---------- SOURCE TEXT ----------

Despite the bleak numbers, experts say the city can find creative, innovative ways to curb the number of racially isolated schools in poor black and brown communities. Integrating schools isn’t about getting black and white children to sit next to each other just for the sake of kumbaya harmony. Diversity is worthy, and segregation needs to be broken up because it perpetuates a system of inequity. Black children don’t need their desks to be next to white children because whites are better. Integration is about the proximity of power and resources. Chicago lost potential and lost the chance to understand what the real benefits have been.
But integration could be regained.
* * *
During the month of January 1962, black parents and students staged a sit-in at Burnside Elementary in the West Chesterfield neighborhood on Chicago’s South Side. As the community transitioned from white to black, the public school suffered from overcrowding. Children attended school on double shifts to accommodate overflowing classrooms. Some students started at 7:45 a.m.; others arrived at 9 a.m. Some students left early afternoon; some stayed late. Some classroom instruction took place in the teacher’s lounge and the school auditorium.
Parents had a solution: They demanded that some seventh- and eighth-grade children transfer to nearby Perry Elementary. But rather than integrate that school, the Chicago Board of Education ordered the upper graders farther away to black Gillespie Elementary.
“But we didn’t go, which is why we had the sit-in,” recalled Tony Burroughs, one of the eighth-grade protesters in 1962. “Perry was closer and the black kids that lived closer to Perry school were not allowed to go to Perry. So our parents’ stance was—if you integrate Perry, then those students that live closer to Perry would go, which would relieve the overcrowding in Burnside. We would still only have to walk three or four blocks to school, instead of 16, 17 blocks.”7
His mother, Mary Burroughs, Burnside PTA president, led the demonstration.
“My mom wasn’t really a civil rights worker, but she was very active in the community. She explained everything to us every day. Why we were having the sit-in, what would happen when we’d go every day. Why we were going, this whole thing about racism,” Burroughs told me.
The Burroughs family had moved to the Burnside neighborhood in the late 1950s after neighborhoods outside of the Black Belt opened up to blacks. Tony Burroughs understood that segregation didn’t uplift the race because a childhood accident had taught him society viewed him as a second-class citizen.
Ten-year-old Burroughs slid on a piece of glass while playing baseball with his brother in the alley. His parents took him to a hospital two blocks away.
“The hospital said, ‘We don’t serve niggers.’ So we had to leave,” Burroughs remembered.
The family drove to another hospital.
“We walked into the emergency room there and they wrapped gauze around my hand three times and said, ‘We don’t serve niggers.’”
A third hospital finally accepted him.
“I was in emergency surgery for three hours. The tetanus had crawled up my arm and the physician had to make this incision and bring the attendants to tie my arm up. My mom explained why, since I was a black person, I couldn’t get service at these hospitals. So I knew what racism was about. Or at least I knew something about what it was about. So when my parents explained what was going on [at Burnside], it wasn’t anything foreign to me.”

----------

ASSIGNED TASK 1> Reproduce the part of the text on the Burnside sit-in from "The Burroughs family" to "finally accepted him.".
ASSIGNED TASK 2> List every elementary school named in the text on the Burnside sit-in.
ASSIGNED TASK 3>
Answer these from the text on the Burnside sit-in:
(a) In what month and year did the sit-in at Burnside Elementary take place?
(b) Who led the demonstration?
(c) How old was Tony Burroughs when he slid on a piece of glass while playing baseball?

---------- SUPPLIED RECORDS ----------

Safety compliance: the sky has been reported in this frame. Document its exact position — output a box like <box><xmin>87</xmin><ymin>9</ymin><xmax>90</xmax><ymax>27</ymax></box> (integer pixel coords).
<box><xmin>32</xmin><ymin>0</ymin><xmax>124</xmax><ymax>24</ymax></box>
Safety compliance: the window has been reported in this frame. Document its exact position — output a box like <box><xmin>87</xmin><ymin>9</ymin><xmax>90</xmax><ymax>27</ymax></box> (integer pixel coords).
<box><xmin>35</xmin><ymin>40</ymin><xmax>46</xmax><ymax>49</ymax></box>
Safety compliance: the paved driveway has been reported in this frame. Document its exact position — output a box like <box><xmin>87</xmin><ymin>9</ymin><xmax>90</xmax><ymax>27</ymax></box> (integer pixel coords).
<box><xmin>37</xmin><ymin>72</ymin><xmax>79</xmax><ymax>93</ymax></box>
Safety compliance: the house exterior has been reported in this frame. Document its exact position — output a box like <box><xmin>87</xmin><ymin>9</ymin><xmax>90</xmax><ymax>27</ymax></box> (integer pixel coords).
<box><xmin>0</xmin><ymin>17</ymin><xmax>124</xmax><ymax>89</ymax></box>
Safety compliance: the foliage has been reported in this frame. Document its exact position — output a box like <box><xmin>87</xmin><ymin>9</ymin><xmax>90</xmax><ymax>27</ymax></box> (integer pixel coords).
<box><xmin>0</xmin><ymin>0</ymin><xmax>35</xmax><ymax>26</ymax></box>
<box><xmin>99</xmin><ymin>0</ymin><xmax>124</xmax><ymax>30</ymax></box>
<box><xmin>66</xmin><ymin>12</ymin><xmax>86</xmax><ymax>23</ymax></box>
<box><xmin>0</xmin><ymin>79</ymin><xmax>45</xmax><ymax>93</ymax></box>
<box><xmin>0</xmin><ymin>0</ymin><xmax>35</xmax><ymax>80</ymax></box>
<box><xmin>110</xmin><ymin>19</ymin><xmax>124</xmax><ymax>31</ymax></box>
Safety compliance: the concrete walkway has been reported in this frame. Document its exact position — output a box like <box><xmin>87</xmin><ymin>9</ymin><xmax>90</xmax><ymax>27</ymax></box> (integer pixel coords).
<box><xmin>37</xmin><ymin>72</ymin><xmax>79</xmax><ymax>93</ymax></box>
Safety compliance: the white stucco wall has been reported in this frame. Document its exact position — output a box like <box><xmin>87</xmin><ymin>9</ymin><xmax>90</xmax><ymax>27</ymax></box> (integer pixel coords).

----------

FINAL ANSWER 1>
The Burroughs family had moved to the Burnside neighborhood in the late 1950s after neighborhoods outside of the Black Belt opened up to blacks. Tony Burroughs understood that segregation didn’t uplift the race because a childhood accident had taught him society viewed him as a second-class citizen.
Ten-year-old Burroughs slid on a piece of glass while playing baseball with his brother in the alley. His parents took him to a hospital two blocks away.
“The hospital said, ‘We don’t serve niggers.’ So we had to leave,” Burroughs remembered.
The family drove to another hospital.
“We walked into the emergency room there and they wrapped gauze around my hand three times and said, ‘We don’t serve niggers.’”
A third hospital finally accepted him.

FINAL ANSWER 2>
Burnside Elementary
Perry Elementary
Gillespie Elementary

FINAL ANSWER 3>
(a) January 1962
(b) Mary Burroughs, the Burnside PTA president
(c) Ten years old